-- DIRECTIVE --
Resize the entries from the line with "Where can the cluster" to the line with "point(147, 1249)", both included, and give all of those lines again, requests too. Multiply every coordinate in the answers by 1.2 and round to whole numbers, halves up, but leave the numbers in the requests and their format samples as they are.

-- MATERIAL FOR THIS TASK --
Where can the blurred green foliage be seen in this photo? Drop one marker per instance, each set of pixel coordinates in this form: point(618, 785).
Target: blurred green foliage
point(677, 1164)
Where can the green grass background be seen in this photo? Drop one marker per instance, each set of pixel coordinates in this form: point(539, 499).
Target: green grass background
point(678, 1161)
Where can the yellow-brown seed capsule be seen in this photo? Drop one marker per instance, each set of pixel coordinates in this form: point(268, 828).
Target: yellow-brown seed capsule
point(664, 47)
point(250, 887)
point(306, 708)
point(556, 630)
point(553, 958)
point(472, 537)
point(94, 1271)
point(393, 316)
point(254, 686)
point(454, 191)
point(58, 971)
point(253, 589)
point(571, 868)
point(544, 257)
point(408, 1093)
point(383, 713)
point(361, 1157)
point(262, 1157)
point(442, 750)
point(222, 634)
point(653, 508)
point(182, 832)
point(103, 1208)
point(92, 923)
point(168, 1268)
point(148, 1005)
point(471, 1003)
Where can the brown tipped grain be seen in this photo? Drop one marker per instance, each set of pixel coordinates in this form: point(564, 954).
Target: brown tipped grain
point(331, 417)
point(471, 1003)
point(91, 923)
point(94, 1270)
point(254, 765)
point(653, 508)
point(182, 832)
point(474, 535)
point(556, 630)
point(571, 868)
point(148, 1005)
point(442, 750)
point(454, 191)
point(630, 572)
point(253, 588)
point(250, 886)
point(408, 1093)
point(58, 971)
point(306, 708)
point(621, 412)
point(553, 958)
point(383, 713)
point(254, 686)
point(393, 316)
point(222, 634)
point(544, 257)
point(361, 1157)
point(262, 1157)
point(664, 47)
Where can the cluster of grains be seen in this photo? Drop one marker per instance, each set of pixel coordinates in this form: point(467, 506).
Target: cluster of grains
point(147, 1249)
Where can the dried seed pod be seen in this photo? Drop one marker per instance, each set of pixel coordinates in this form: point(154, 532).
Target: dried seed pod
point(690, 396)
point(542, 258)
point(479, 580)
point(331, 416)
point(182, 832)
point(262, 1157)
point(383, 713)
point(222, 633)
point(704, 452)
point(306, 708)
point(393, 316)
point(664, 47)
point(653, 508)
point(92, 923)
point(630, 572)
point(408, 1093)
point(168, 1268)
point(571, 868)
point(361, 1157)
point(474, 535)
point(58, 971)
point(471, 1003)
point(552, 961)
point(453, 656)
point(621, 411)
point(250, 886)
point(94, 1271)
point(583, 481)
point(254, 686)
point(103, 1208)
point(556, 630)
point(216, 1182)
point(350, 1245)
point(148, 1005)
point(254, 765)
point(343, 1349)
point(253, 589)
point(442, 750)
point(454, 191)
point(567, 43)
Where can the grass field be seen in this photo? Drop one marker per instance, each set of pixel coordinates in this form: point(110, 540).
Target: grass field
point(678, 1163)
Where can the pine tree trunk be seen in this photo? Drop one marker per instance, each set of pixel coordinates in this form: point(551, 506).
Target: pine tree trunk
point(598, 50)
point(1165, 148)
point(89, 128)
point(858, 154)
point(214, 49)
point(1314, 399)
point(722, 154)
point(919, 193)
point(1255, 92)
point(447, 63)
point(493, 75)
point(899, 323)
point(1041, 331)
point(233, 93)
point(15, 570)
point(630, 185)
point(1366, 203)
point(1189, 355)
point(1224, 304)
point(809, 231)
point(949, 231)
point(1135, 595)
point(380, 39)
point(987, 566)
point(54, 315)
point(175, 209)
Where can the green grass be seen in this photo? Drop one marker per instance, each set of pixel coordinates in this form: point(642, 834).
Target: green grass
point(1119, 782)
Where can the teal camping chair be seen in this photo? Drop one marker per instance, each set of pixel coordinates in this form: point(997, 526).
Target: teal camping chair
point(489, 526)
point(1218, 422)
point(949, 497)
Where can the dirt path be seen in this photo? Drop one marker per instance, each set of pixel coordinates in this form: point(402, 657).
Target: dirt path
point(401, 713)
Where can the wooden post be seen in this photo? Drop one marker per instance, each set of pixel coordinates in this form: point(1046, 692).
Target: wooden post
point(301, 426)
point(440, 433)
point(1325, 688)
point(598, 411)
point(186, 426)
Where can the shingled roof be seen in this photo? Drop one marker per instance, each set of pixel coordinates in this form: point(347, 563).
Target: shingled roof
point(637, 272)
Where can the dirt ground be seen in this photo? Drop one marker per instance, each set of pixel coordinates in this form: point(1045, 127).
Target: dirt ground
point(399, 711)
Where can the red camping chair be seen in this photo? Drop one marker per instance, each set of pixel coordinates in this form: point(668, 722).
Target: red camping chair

-- TASK RESULT --
Where can the cluster of grains be seen in this photo? Drop one marker per instance, each set of pixel coordinates in this form: point(467, 506).
Target: cluster of grains
point(176, 1499)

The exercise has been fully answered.